_To be done_:
Write out all of the rows below word for word, omitting the pictures.

_Supplied entries_:

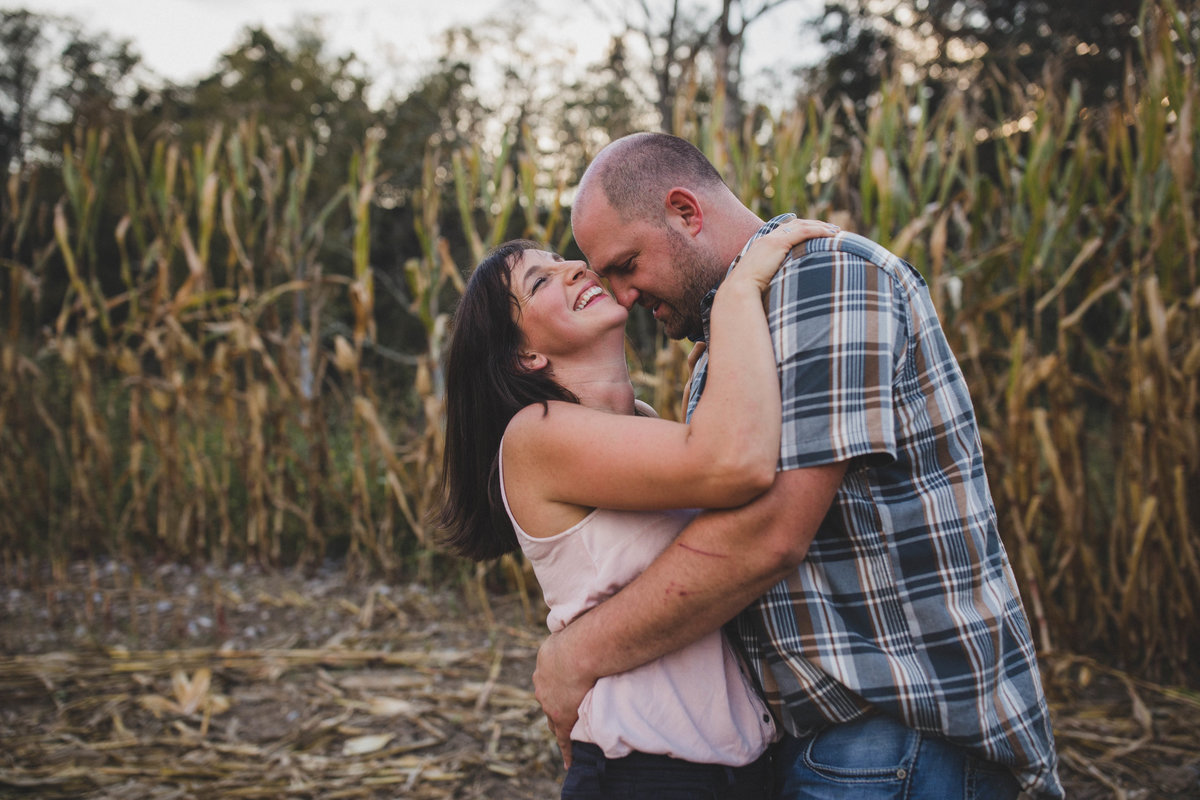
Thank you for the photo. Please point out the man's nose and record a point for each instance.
(625, 294)
(575, 271)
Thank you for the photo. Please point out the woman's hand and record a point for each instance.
(766, 254)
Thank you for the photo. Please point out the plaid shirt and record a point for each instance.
(905, 602)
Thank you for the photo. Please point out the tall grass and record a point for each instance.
(222, 402)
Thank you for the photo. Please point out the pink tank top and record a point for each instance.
(696, 703)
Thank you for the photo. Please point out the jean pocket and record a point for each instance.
(873, 749)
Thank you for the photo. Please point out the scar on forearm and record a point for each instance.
(699, 552)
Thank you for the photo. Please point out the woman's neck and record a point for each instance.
(605, 388)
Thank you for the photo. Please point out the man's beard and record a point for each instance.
(694, 270)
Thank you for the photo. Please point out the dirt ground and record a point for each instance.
(165, 681)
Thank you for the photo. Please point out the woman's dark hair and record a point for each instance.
(486, 385)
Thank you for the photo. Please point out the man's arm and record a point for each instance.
(714, 569)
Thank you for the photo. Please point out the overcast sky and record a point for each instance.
(181, 40)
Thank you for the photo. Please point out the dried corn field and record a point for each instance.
(180, 684)
(171, 683)
(193, 371)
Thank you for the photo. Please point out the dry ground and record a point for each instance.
(166, 681)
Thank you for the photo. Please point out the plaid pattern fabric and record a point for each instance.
(906, 602)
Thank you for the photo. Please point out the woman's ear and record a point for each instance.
(533, 361)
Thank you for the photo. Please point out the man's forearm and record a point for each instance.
(718, 566)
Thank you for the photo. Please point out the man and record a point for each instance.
(881, 614)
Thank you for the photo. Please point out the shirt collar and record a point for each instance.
(706, 304)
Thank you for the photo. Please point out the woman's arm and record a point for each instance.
(725, 457)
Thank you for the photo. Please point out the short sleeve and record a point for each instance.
(839, 324)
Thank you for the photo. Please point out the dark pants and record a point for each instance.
(660, 777)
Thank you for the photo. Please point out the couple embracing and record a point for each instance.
(801, 593)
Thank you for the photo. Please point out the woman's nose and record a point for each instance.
(575, 270)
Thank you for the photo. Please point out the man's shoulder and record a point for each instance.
(851, 244)
(847, 251)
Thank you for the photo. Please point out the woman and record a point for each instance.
(547, 450)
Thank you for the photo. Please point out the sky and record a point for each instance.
(181, 40)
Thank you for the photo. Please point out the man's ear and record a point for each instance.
(533, 361)
(683, 206)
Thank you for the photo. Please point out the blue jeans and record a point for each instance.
(646, 776)
(877, 758)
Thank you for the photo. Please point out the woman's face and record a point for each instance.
(563, 307)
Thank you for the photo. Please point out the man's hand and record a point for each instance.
(559, 689)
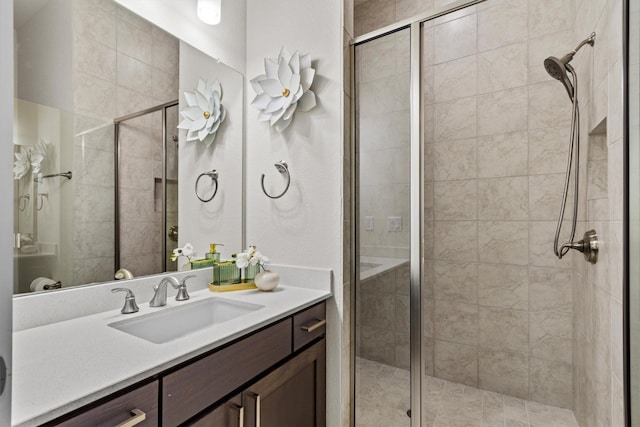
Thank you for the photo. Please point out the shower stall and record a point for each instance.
(146, 146)
(464, 315)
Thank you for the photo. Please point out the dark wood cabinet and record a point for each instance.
(274, 377)
(138, 407)
(292, 395)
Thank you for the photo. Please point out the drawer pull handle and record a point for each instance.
(240, 411)
(318, 324)
(137, 417)
(256, 397)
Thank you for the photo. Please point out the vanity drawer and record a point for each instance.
(309, 325)
(140, 404)
(199, 385)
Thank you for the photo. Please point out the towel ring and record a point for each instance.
(213, 174)
(283, 168)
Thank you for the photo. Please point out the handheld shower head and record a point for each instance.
(557, 68)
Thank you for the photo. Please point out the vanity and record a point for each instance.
(264, 367)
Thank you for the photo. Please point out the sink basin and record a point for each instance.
(171, 323)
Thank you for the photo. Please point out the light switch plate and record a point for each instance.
(368, 223)
(394, 224)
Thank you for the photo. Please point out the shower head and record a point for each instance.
(557, 68)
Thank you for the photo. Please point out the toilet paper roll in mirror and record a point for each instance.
(43, 284)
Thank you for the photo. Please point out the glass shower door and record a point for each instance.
(382, 83)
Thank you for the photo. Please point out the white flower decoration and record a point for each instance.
(250, 256)
(284, 88)
(187, 251)
(204, 113)
(32, 159)
(22, 165)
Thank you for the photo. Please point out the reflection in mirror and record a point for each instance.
(81, 67)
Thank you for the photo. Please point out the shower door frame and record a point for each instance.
(414, 24)
(116, 140)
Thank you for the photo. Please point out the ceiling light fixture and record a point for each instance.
(209, 11)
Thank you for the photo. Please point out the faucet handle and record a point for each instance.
(182, 294)
(130, 305)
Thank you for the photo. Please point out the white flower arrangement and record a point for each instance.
(283, 88)
(250, 256)
(186, 250)
(31, 159)
(204, 113)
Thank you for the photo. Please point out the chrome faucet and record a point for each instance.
(183, 295)
(160, 296)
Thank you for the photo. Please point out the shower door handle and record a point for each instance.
(3, 374)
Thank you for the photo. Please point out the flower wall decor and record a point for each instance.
(204, 112)
(283, 88)
(31, 159)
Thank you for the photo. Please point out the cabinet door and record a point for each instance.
(293, 395)
(229, 414)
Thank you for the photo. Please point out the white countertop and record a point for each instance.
(62, 366)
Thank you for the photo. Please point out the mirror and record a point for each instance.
(91, 197)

_Solution to this problem_:
Thank you for the photo. Please point out the man's nose and record a point for each instance.
(625, 294)
(575, 271)
Thank you for the photo. Please point out the woman's hand and record a point for each instance.
(766, 254)
Thank you for the photo. Please point out the plaid shirt and record a point for each instance.
(905, 602)
Thank you for the photo. Please point out the tall grass and record a point for each instance.
(222, 402)
Thank you for the photo. Please point out the pink tank top and record a point for each instance.
(696, 703)
Thank you for the photo. Please point out the jean pocket and record a point for each instance.
(873, 749)
Thank you for the photo. Please point out the scar on forearm and record a point for each instance.
(699, 552)
Thank you for the photo. Please point out the woman's neck and record a point for each instance.
(605, 388)
Thank you for the photo. Please point out the man's beard and record a point for each instance.
(694, 270)
Thank you for the photo. Please point out the dirt ground and record a point for each instance.
(165, 681)
Thank you for the photo. Please point out the woman's dark hair and record a point for each instance.
(486, 385)
Thank you for the photo. Please point out the man's arm and record a point for each instance.
(714, 569)
Thank you for the photo. Please point out the overcast sky and record a point for each instance.
(181, 40)
Thank you for the photo. Please point out the dried corn field and record a point for each instance.
(180, 684)
(171, 683)
(193, 371)
Thank you for the photo. Please point out the dry ground and record a point for each instance.
(166, 681)
Thank you for the photo. Please point out the plaid pattern fabric and record a point for each instance.
(906, 602)
Thank you for the photo. Please point out the woman's ear and record a point for each instance.
(533, 361)
Thank you for the photo. Please point out the man's forearm and record a point for each instance.
(718, 566)
Thank you for the photo. Please point out the man and record a point for each instance.
(881, 614)
Thank you for the photo. Please point out the shirt collar and record a point for each instance.
(706, 304)
Thank you for the photo. Please point out the woman's arm and record a point for each instance.
(725, 457)
Thank you for the photo. Please point out the short sleeve and record a point for each instance.
(839, 324)
Thank you for the photo. Please point out the dark pants and record a point for each instance.
(660, 777)
Thank you for the photo. Please point out the couple embracing and record a point for each instance.
(801, 593)
Thank you for the photo. Please point out the woman's nose and record a point for each instance.
(575, 270)
Thank you for the photo. Please point out the man's shoulder and record a point for each instance.
(851, 244)
(847, 251)
Thank you for the photo. Please point out the woman and record a point for each instance.
(547, 450)
Thank you for the photo. Please point out the sky and record a point for each instance.
(181, 40)
Thank you for the photo. Please point out the man's ear and record a point for each instance.
(533, 361)
(683, 206)
Thank you for the photo. Please point out the blue jeans and record a point for each instance.
(646, 776)
(877, 758)
Thank you for the photo. Please point out the woman's face and record a point for each instance.
(563, 307)
Thank you for the photo. Please point out the man's hand and record a point for each instance.
(559, 689)
Thank you for the photo. Please point out the shower stall and record a point for each instance.
(146, 146)
(464, 315)
Thank you for the photo. Please point out the dark wood cabinet and record a point for each instance.
(274, 377)
(138, 407)
(292, 395)
Thank you for the photo. Please point out the drawer pull handle and record a point for each instance.
(240, 411)
(318, 324)
(137, 417)
(256, 397)
Thank you for the photo. Please point out the vanity drawer and record a point for each instance.
(309, 325)
(140, 404)
(199, 385)
Thank you for the photo. Please point out the towel ring and record a point for each instance.
(213, 174)
(283, 168)
Thank you for the photo. Please point out the handheld shower head and record a point for each instance.
(557, 68)
Thank you for the photo. Please point out the vanity and record a point for each instance.
(264, 367)
Thank you for the photo. Please point out the sink basin and record a point for each instance.
(171, 323)
Thank you for the photo. Please point out the light switch plate and record a point for each instance.
(368, 223)
(394, 224)
Thank you for the photo. Please point out the shower head and record a point for each instance.
(557, 68)
Thank you for the photo. Please point out the toilet paper roll in mirror and record a point for each instance.
(43, 284)
Thank you for the photo. Please point out the glass shower door and record a point for each instance.
(382, 83)
Thank you for the photo. Please point out the white flower decoration and record a point for each instance.
(250, 256)
(284, 88)
(187, 251)
(204, 113)
(32, 159)
(22, 165)
Thank you for the photo. Please point out the reflection in mirror and record a point for each instance.
(81, 67)
Thank you for the photo. Please point out the shower door frame and record a point for each instance.
(414, 24)
(116, 140)
Thank you for the photo. Please point out the ceiling light fixture and record a point for each instance.
(209, 11)
Thank you for the photo. Please point out the faucet handle and record a point for each instance.
(182, 294)
(130, 305)
Thank you for the photo. Please point out the white flower arrangement and record a point for each instance.
(283, 88)
(250, 256)
(186, 250)
(31, 159)
(204, 113)
Thank you for the photo. Please point out the chrome faucet and record a point for each instance.
(183, 295)
(160, 296)
Thank you for the photo. Please point out the shower door handle and record a point for each instance.
(3, 374)
Thank you for the photo. Please point out the flower wall decor and record a point for each instance.
(204, 112)
(283, 88)
(31, 159)
Thank you for the photo. Please point out the cabinet door and record a point for each instance.
(293, 395)
(229, 414)
Thank you for the photo. Please point out the white countertop and record a point for each instance.
(62, 366)
Thank you for the photo. Please point out the mirror and record a point for each instance.
(91, 197)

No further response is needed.